What the exercise asks – Render every line of the entries below as a Markdown table with the columns "No." and "Text," giving each line's row number and its wording, skipping blank lines and leaving out the pictures.

Entries from a point labeling set:
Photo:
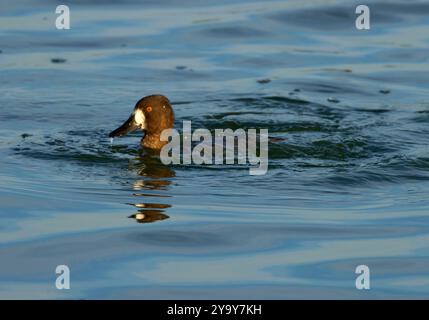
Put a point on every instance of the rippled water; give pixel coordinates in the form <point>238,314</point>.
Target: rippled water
<point>348,177</point>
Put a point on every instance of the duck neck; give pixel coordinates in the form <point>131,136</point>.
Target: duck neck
<point>153,141</point>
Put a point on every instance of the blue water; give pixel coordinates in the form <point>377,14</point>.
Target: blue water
<point>348,178</point>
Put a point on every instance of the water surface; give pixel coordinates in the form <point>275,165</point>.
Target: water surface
<point>347,183</point>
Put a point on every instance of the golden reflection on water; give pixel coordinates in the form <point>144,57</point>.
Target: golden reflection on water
<point>155,176</point>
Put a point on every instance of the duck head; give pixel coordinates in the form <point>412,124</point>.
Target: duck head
<point>152,114</point>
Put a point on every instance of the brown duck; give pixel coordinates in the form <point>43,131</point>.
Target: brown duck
<point>152,114</point>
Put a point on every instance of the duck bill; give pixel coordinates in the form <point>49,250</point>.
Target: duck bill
<point>129,126</point>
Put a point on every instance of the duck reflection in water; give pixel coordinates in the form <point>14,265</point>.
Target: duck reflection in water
<point>155,176</point>
<point>152,114</point>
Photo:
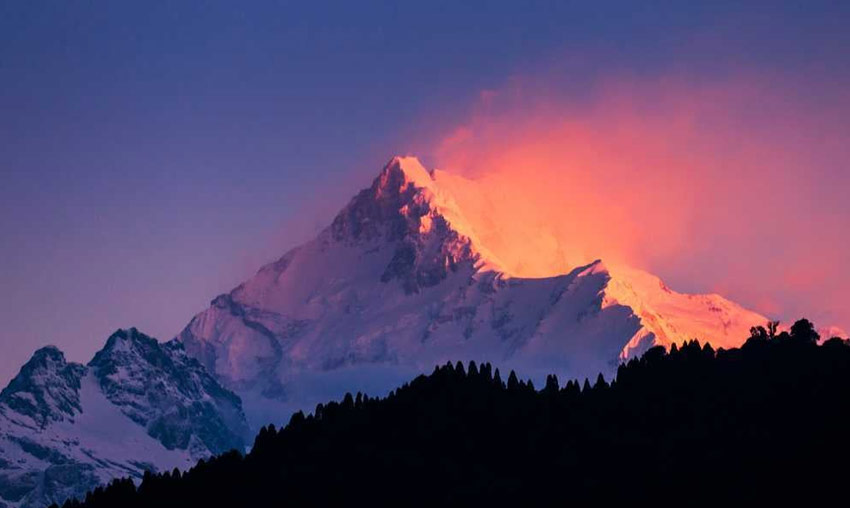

Task solution –
| No. | Text |
|---|---|
| 1 | Photo: |
| 2 | Put a point on every instance of the rippled water; give pixel coordinates in the form <point>238,314</point>. |
| 3 | Target: rippled water |
| 4 | <point>348,177</point> |
| 5 | Put a point on every instance of the duck neck; give pixel coordinates in the form <point>131,136</point>. |
| 6 | Target: duck neck |
| 7 | <point>153,141</point> |
| 8 | Put a point on every instance of the blue water; give pixel coordinates in the form <point>377,14</point>. |
| 9 | Target: blue water |
| 10 | <point>348,178</point> |
| 11 | Put a point on every instance of the water surface; give pixel coordinates in the form <point>275,165</point>. |
| 12 | Target: water surface |
| 13 | <point>347,183</point> |
| 14 | Put a point on every instance of the golden reflection on water; give pixel coordinates in the form <point>144,57</point>. |
| 15 | Target: golden reflection on water |
| 16 | <point>155,176</point> |
| 17 | Put a point on every instance of the duck head; give pixel coordinates in the form <point>412,124</point>. |
| 18 | Target: duck head |
| 19 | <point>152,114</point> |
| 20 | Put a point on every instance of the brown duck; give pixel coordinates in the form <point>43,131</point>. |
| 21 | Target: brown duck |
| 22 | <point>152,114</point> |
| 23 | Put a point on every instance of the duck bill; give pixel coordinates in the form <point>49,250</point>. |
| 24 | Target: duck bill |
| 25 | <point>129,126</point> |
| 26 | Put a point on every instance of the duck reflection in water; give pixel coordinates in the form <point>14,265</point>. |
| 27 | Target: duck reflection in water |
| 28 | <point>155,176</point> |
| 29 | <point>152,114</point> |
| 30 | Photo: |